--- Questions on the material ---
**A)** Please reproduce the passage on Fukuoka word for word, taking the stretch from "Visitors look out" through "Fukushima nuclear disaster.".
**B)** Carry on the passage about Fukuoka's growth, picking up after its final sentence.

Ringed by mountains and 200km across the Korea Strait from South Korea’s Busan port – a three-hour trip on the “Beetle” jet-propelled hydrofoil – Fukuoka’s development has been forged as much by geography as planning.

The bowl of hills created a compact, commercial hub at the mouth of the snaking Naka River, with a broad lagoon that hosts one of Japan’s largest passenger ports.

The city’s first master plan in 1961 aimed to build an industrial economy to join the factory boom that was sweeping the country. But it lost out to Kitakyushu, an hour’s drive to the northeast, where steel- and carmakers built mills and factories on the wide estuary of Dokai Bay.

Visitors look out from an observation deck in Fukuoka, Japan.  Photo: Bloomberg

Now the tables are turned. Fukuoka added about 75,000 people in the five years ended 2015, the most outside Tokyo, with the number of foreign residents rising by 22 per cent. Kitakyushu lost more than 15,000 people, the most among Japan’s municipalities except for towns evacuated due to the Fukushima nuclear disaster.

I used to think I could only start a business in Tokyo, but now I’m thinking maybe I can do it in Fukuoka
Kazutaka Okuda

Fukuoka, whose samurai warriors held off Kublai Khan’s invading Mongol army in the 13th century, was picked as a national strategic special zone for jobs and business creation. Kitakyushu was selected for elderly care.

“When young people do something, they have to start with niche, small things,” says Kozo Yamamoto, 68, minister of regulatory reforms and regional revitalisation. “Fukuoka is outperforming in that sense.”

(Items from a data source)
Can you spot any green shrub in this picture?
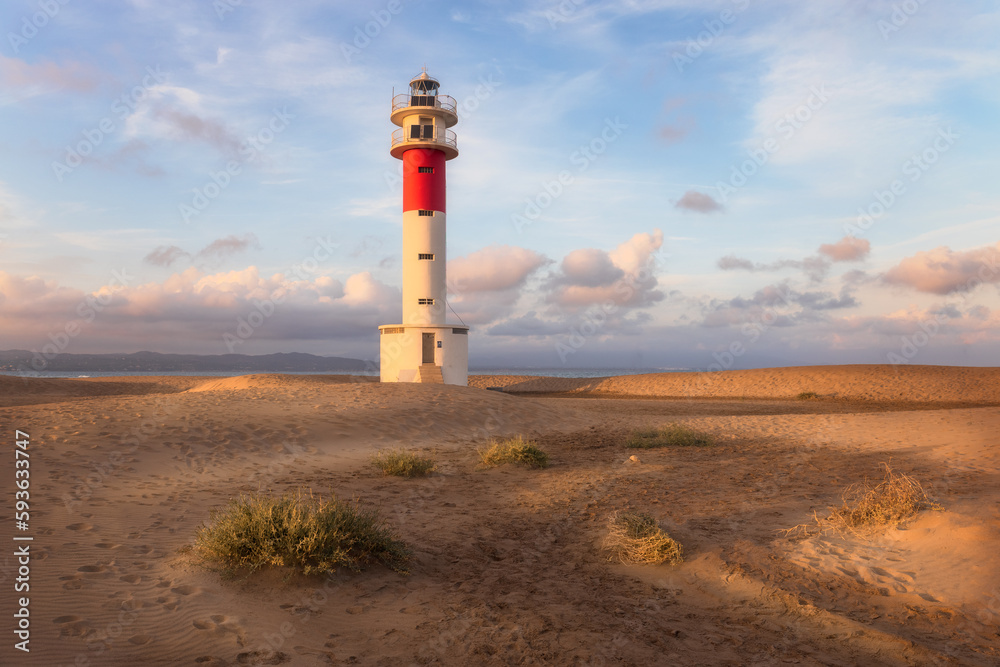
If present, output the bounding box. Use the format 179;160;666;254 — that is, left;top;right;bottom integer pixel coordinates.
195;491;410;574
625;424;712;449
371;449;436;477
604;512;684;565
476;436;549;468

--- Activity answers ---
**A)**
Visitors look out from an observation deck in Fukuoka, Japan.  Photo: Bloomberg

Now the tables are turned. Fukuoka added about 75,000 people in the five years ended 2015, the most outside Tokyo, with the number of foreign residents rising by 22 per cent. Kitakyushu lost more than 15,000 people, the most among Japan’s municipalities except for towns evacuated due to the Fukushima nuclear disaster.

**B)**
Fukuoka faces a race against time to make the new economic model sustainable. The pool of youth from surrounding areas is dwindling and the city’s population is forecast to peak around 2035 at about 1.6 million.

While Takashima successfully lobbied the central government to cut corporate income tax for Fukuoka start-ups, he’s aware that Japan’s demographic clock means that government revenue will inevitably decline as the workforce shrinks.

“Using money as an incentive is outdated, not cool and has no future,” Takashima says. “Tax revenue will fall. It’s more important to encourage a business-friendly environment with deregulation.”

The backbone of Fukuoka’s push to diversify the new-technology sector is Kyushu University, one of the most famous in the country and one of 13 chosen to be a gateway for more overseas students. Last year, Kyushu had over 2,000 foreign students with major research areas in medical sciences, engineering and information technology.

A member of the university’s start-up club is Kazutaka Okuda, a 22-year-old medical student who is starting two hospital-related businesses with money he made investing in stocks.

“I used to think I could only start a business in Tokyo, but now I’m thinking maybe I can do it in Fukuoka,” he says. “There’s no return where there’s no risk. Pick your fight and bet big.”

Across the road from the vast, striped labyrinth of the Canal City shopping mall is an old galleried building containing The Company, an incubator where almost 200 workers from some 80 firms share facilities. One of them is venture capitalist Shota Morozumi, who runs F Ventures.

“Fukuoka was calling for start-ups, but I saw a contradiction in terms of funding,” says the 29-year-old, who used to work for a venture capital firm in Tokyo. He says start-ups need investment, not loans, which discourage risk-taking. “I’m from Fukuoka and wanted to make it work for Fukuoka.”

A kilometre away across the Naka River, where office workers gather in the evenings to slurp the city’s famous ramen and spicy fish eggs among the restaurants and karaoke bars on Nakasu island, is the Tsutaya bookshop. Inside, entrepreneurs and venture capitalists meet at the government-backed Start-up Cafe, which imparts free advice about everything from hiring to tax.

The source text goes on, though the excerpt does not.